*Exercise instructions*: Scan the data below for the string "hand". Show every line where it turns up.

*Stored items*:
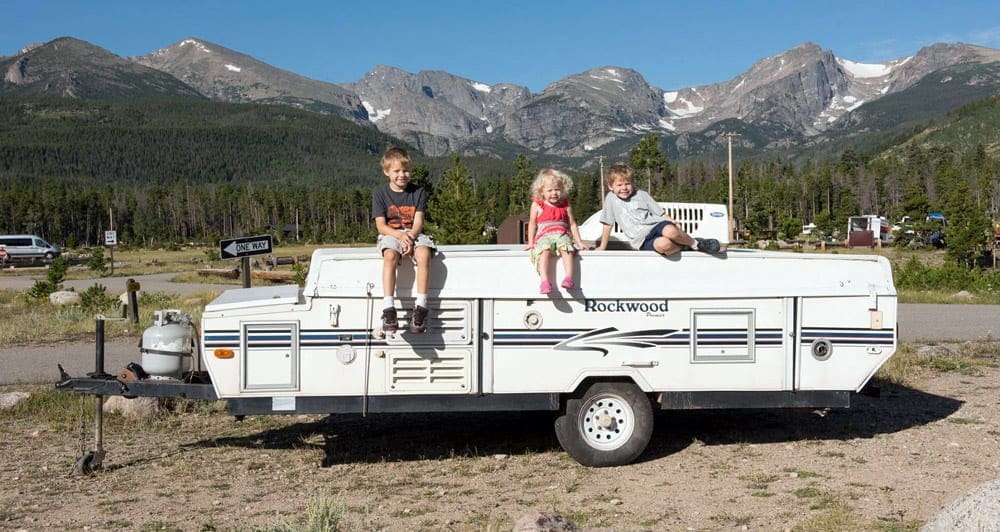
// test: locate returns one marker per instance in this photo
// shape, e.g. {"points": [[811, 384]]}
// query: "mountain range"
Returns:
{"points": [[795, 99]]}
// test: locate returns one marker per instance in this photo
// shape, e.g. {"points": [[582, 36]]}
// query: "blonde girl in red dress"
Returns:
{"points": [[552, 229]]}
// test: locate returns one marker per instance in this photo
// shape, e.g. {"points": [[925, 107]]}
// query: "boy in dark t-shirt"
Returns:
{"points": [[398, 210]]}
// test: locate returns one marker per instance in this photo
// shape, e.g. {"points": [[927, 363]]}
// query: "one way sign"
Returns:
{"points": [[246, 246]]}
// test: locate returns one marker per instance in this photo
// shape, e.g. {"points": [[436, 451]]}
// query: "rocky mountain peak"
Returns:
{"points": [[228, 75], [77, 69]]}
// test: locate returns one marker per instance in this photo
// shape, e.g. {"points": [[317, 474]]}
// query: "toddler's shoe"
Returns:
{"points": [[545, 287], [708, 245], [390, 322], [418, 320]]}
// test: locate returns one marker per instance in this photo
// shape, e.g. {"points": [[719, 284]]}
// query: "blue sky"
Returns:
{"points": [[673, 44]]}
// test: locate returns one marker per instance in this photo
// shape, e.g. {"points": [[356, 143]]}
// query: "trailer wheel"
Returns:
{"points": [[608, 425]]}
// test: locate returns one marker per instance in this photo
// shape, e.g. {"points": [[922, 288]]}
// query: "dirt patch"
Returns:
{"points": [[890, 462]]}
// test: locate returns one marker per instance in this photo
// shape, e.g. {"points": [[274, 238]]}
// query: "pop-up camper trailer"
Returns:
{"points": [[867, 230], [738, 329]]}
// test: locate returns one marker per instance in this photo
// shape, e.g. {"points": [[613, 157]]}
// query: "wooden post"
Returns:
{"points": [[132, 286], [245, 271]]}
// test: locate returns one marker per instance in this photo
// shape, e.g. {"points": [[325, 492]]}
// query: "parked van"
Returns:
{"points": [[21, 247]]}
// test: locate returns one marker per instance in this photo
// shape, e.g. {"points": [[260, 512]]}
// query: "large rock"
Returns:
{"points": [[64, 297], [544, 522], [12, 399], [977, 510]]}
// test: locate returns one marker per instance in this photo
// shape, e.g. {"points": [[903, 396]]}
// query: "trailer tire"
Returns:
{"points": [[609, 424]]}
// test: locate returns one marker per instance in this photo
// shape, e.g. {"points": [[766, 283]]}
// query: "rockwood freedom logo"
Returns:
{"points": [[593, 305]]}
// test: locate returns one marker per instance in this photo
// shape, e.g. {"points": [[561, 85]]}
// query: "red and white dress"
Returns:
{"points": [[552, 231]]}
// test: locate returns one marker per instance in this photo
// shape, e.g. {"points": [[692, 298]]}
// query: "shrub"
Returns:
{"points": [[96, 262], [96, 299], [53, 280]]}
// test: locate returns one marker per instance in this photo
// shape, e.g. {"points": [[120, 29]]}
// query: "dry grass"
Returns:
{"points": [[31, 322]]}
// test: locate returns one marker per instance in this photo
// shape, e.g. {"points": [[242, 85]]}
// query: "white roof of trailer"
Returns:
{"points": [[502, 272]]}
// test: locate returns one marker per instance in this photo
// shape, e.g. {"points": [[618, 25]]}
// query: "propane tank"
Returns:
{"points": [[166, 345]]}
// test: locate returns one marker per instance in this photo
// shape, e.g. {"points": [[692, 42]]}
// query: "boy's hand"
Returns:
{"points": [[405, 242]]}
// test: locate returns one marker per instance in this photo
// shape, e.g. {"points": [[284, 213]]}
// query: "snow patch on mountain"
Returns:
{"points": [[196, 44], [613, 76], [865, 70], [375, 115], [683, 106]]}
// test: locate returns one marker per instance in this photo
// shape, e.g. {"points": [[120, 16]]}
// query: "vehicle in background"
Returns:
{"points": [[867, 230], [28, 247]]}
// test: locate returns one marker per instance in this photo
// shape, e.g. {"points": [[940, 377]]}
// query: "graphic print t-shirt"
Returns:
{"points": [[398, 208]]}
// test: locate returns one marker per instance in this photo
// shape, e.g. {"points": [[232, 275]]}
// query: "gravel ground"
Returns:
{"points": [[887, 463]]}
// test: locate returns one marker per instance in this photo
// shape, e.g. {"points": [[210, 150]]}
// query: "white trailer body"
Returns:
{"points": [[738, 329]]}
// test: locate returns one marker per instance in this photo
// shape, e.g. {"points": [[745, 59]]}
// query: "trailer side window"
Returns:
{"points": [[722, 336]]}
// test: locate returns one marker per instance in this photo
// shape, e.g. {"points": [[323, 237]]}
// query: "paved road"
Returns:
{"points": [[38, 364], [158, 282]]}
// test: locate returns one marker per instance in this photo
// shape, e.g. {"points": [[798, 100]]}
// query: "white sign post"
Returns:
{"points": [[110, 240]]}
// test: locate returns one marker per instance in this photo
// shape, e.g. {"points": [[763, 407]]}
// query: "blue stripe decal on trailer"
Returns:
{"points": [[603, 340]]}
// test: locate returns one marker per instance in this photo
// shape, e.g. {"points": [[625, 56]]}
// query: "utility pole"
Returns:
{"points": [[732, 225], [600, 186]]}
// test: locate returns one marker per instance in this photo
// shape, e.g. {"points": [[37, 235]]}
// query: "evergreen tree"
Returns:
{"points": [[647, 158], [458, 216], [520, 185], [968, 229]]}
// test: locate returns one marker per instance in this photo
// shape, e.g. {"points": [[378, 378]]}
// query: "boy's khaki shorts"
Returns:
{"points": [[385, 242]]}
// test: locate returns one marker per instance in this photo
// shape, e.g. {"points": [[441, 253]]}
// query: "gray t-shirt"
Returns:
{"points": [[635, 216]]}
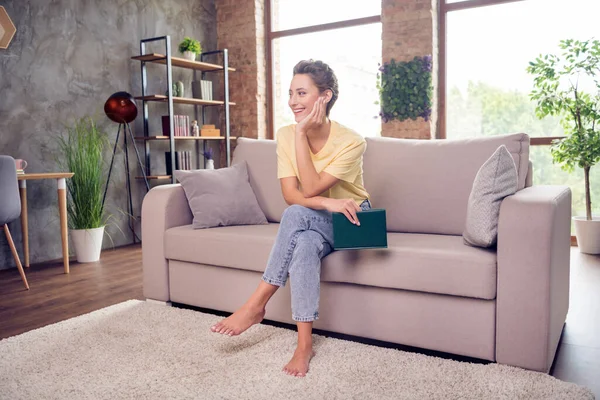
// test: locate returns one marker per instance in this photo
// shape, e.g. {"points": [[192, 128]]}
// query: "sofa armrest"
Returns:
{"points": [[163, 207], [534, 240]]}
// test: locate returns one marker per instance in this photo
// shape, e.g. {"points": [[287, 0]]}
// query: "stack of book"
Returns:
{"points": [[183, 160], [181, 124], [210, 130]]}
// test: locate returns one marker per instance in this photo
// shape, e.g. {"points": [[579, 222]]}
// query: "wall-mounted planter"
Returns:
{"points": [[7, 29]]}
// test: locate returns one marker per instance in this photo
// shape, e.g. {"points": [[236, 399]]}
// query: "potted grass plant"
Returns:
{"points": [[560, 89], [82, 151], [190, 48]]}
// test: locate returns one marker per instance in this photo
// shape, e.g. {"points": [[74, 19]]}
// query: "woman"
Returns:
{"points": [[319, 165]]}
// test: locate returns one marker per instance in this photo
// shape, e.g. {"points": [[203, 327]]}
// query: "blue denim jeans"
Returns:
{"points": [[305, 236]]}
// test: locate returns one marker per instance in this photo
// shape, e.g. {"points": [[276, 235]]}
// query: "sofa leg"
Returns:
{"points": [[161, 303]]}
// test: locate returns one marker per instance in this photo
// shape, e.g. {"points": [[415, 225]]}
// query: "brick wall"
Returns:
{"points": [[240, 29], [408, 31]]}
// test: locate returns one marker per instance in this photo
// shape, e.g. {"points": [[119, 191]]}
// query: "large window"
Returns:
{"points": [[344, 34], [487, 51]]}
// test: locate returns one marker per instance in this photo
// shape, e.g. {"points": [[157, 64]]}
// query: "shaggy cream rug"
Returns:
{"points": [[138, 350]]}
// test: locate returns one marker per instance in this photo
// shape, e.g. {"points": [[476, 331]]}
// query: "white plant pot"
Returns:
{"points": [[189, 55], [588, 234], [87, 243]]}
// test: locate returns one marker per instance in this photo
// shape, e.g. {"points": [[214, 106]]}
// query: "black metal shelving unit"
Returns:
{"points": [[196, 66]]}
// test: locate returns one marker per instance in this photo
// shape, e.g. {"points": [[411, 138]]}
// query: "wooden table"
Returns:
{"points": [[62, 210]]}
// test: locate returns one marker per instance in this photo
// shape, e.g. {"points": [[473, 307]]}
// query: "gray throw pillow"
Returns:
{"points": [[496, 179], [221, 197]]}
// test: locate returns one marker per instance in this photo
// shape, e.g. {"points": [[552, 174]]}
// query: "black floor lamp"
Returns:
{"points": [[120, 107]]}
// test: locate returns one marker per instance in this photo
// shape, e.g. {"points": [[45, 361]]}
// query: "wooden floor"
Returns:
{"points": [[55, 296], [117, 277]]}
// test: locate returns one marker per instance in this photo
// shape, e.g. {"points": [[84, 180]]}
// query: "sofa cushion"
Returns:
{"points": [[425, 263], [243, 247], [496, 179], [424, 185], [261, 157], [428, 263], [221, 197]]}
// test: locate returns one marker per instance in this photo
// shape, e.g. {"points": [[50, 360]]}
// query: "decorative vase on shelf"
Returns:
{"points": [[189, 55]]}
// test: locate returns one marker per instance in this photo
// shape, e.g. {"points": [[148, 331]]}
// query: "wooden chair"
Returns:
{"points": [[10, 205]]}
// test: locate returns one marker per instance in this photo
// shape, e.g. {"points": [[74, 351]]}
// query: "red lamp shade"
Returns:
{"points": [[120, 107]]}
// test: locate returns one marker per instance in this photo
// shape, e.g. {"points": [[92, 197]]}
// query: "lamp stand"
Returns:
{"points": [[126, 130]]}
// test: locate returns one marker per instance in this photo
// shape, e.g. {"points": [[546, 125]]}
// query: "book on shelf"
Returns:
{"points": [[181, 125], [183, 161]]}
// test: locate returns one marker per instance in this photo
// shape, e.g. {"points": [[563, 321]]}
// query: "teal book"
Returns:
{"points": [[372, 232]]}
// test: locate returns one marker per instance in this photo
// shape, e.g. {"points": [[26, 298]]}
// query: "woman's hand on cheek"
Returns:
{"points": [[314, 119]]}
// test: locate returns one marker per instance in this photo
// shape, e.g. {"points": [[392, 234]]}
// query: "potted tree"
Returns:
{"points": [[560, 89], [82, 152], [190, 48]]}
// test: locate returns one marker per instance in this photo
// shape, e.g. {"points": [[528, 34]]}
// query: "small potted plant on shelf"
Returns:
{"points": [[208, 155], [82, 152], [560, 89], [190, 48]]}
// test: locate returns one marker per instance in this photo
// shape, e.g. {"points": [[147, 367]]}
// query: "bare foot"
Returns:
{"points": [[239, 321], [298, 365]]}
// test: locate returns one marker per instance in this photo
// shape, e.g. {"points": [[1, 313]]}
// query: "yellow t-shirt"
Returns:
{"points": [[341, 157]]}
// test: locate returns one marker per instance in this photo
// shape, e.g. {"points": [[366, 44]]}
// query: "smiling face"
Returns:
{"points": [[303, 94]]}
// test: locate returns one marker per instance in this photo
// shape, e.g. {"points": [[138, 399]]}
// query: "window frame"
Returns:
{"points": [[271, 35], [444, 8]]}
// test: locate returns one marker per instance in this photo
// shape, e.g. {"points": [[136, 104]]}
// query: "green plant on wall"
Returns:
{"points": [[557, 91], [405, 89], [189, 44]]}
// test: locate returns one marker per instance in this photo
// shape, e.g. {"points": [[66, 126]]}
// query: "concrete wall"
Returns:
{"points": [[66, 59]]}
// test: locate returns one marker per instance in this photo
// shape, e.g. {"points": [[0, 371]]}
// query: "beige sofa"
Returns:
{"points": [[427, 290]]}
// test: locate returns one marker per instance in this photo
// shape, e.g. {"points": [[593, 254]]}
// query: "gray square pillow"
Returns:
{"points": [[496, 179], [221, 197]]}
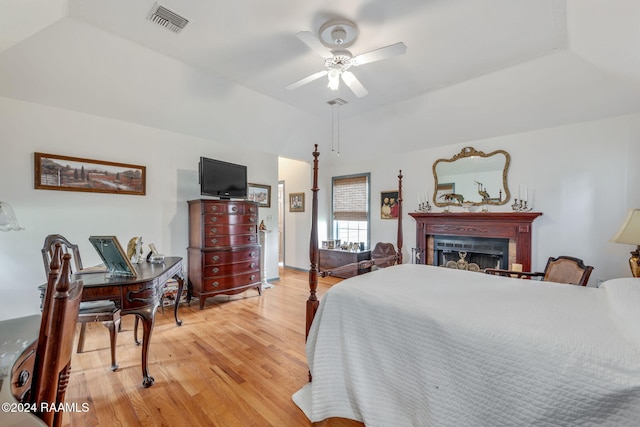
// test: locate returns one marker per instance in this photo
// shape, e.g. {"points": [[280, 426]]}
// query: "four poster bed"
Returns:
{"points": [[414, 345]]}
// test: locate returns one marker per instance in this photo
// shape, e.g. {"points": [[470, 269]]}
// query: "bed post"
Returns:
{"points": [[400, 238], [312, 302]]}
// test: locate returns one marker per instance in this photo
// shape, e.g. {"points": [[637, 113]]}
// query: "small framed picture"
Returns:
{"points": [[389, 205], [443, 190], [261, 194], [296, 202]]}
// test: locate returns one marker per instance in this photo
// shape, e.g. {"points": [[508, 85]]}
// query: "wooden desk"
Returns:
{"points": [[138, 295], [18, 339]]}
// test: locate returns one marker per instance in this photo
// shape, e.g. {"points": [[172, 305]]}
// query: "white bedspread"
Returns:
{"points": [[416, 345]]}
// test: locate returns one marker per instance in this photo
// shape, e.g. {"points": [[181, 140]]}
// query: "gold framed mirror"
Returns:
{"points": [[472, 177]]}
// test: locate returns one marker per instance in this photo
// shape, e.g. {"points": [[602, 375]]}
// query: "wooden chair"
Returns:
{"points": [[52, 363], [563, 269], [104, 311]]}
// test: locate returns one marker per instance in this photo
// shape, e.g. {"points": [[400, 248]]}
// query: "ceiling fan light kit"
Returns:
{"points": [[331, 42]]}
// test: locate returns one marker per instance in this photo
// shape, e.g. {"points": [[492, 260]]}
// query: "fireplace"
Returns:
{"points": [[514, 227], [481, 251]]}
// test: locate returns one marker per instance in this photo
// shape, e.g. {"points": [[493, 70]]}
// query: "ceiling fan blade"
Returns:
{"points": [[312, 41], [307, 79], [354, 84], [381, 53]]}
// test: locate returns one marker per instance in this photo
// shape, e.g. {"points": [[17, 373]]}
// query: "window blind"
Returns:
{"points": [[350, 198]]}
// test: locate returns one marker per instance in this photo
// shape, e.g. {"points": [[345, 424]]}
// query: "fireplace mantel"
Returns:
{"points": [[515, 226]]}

*Response to the exercise*:
// query: "boy's hand"
// query: "woman's hand on cheek"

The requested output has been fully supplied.